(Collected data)
■ ■ ■ ■ ■

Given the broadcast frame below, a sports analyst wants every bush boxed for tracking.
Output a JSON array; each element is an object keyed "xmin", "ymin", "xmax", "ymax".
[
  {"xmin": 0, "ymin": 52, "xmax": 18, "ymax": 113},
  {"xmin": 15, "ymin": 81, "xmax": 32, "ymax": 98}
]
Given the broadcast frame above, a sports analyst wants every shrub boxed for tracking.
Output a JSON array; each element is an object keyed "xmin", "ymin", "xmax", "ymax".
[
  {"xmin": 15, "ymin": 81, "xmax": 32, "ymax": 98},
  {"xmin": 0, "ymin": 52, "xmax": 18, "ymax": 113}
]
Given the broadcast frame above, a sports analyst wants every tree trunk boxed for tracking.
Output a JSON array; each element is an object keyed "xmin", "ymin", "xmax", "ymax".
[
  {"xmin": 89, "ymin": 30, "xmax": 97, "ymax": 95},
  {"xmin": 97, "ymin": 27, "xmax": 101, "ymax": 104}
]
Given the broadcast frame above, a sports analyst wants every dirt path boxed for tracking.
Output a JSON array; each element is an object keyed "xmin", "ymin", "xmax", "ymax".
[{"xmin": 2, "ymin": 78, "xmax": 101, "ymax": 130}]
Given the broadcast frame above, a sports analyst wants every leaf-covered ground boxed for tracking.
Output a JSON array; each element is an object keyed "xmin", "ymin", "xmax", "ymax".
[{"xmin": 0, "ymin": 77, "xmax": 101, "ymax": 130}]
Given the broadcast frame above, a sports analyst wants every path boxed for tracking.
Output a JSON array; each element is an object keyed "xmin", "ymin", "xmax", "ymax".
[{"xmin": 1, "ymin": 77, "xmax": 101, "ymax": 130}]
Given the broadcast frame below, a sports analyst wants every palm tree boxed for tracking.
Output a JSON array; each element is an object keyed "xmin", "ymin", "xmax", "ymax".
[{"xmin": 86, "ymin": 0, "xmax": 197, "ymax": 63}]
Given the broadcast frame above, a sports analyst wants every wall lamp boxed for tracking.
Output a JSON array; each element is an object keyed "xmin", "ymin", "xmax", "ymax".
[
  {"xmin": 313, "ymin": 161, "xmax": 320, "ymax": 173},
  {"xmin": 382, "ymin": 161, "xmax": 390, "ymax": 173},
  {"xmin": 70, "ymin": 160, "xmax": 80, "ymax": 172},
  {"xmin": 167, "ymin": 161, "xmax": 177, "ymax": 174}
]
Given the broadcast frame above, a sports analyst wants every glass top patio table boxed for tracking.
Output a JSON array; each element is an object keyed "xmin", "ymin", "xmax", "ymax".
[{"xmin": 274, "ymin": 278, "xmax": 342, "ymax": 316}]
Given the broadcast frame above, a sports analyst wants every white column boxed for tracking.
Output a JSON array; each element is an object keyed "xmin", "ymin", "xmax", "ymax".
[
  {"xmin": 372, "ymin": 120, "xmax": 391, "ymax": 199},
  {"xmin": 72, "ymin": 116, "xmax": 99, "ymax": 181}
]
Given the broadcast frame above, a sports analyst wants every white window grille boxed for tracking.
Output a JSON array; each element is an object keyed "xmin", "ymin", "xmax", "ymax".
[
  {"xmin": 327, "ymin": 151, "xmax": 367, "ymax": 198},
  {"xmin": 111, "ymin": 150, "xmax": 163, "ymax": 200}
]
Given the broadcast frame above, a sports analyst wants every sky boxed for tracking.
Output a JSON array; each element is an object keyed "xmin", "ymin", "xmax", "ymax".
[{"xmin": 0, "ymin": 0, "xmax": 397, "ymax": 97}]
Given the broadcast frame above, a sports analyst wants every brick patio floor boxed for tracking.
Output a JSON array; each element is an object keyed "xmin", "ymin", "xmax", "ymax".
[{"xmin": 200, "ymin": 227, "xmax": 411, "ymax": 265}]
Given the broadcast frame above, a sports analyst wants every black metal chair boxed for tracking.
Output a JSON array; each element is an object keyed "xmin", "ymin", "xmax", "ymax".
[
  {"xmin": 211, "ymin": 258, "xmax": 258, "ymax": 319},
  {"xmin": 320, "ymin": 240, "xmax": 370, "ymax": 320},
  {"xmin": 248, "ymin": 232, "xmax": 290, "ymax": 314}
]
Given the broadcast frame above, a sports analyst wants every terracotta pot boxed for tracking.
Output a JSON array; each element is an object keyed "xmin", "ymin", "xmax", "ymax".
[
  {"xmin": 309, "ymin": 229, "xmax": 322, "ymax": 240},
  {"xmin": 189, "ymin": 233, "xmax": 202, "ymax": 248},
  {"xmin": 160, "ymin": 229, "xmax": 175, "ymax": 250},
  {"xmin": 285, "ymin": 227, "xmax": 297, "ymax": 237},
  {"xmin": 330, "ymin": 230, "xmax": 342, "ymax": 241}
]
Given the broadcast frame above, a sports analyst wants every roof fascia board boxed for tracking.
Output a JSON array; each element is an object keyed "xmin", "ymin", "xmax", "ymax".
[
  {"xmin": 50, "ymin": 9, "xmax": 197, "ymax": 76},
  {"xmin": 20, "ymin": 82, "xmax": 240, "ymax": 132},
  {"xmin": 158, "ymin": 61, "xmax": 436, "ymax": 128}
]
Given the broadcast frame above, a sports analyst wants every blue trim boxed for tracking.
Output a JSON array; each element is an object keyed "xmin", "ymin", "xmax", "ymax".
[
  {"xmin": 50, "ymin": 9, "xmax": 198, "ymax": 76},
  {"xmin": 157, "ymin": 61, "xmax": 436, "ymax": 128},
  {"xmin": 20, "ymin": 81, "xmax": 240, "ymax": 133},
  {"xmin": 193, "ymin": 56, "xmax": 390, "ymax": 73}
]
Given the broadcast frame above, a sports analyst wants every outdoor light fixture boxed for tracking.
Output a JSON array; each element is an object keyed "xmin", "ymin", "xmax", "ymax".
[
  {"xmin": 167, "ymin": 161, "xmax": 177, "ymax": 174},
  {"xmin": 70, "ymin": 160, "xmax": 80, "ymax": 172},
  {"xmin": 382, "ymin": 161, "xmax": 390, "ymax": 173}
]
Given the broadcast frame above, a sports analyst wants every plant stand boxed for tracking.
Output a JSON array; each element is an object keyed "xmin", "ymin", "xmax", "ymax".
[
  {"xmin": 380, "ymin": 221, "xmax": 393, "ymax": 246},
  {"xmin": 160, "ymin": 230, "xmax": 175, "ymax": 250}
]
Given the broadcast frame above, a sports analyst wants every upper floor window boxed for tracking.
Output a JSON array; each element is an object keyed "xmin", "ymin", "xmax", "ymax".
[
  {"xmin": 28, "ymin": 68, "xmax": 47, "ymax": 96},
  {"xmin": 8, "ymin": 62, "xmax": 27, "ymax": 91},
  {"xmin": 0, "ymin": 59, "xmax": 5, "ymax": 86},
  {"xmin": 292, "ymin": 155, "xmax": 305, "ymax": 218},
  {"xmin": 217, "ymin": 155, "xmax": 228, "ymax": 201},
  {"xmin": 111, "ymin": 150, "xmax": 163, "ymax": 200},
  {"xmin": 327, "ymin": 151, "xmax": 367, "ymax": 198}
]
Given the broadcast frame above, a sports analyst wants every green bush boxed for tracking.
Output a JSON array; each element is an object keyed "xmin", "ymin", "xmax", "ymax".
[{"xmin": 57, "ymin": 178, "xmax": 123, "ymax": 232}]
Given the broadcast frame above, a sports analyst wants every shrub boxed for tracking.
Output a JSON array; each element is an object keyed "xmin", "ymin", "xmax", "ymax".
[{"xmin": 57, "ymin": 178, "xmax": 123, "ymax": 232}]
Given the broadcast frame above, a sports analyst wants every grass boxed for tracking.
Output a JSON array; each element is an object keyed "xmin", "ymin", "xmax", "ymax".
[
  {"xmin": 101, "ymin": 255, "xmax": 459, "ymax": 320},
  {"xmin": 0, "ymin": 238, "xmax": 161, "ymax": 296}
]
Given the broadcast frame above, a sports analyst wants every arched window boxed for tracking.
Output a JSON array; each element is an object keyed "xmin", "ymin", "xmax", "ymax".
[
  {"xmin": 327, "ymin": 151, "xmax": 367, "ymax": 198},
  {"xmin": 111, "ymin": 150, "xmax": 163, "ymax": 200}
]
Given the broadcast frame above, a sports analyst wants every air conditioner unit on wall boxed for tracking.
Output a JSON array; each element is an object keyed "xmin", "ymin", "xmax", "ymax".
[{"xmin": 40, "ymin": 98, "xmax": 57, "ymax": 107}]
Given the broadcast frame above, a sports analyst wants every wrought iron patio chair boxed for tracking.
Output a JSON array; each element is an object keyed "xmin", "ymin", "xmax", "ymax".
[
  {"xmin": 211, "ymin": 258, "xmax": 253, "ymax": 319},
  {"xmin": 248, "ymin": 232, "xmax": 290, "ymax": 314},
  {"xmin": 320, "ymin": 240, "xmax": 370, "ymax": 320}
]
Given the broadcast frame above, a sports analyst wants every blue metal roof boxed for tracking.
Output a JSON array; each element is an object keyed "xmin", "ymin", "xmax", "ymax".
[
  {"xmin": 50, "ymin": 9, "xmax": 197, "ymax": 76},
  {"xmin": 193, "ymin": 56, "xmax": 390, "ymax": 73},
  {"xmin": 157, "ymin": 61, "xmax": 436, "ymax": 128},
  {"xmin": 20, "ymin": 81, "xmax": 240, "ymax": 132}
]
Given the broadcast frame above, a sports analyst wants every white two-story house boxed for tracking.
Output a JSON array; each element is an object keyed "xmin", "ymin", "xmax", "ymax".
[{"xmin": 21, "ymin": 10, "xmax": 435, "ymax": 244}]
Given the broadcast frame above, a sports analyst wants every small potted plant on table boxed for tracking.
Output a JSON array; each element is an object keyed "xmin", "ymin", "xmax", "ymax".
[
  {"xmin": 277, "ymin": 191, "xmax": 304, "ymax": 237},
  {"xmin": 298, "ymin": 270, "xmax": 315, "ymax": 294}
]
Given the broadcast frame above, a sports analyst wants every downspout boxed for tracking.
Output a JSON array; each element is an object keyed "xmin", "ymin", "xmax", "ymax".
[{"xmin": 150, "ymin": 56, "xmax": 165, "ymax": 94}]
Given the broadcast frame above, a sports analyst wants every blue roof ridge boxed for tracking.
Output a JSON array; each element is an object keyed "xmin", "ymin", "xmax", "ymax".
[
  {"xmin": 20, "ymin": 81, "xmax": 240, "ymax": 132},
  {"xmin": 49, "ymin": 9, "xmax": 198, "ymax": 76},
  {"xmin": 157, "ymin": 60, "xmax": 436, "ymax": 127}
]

■ ■ ■ ■ ■

▶ [Goal of the exercise]: List every line in the entries above that contains the string "patio", matching case exactly.

▶ [Exercise response]:
Given the broadcast frame above, a sports analyst wants every glass top patio table boxed for tracking.
Given the broadcast frame above, a sports analyst wants every brick patio floor boxed for tracking.
Given the broadcast frame above, a sports analyst wants every wrought iron patio chair boxed for tracking.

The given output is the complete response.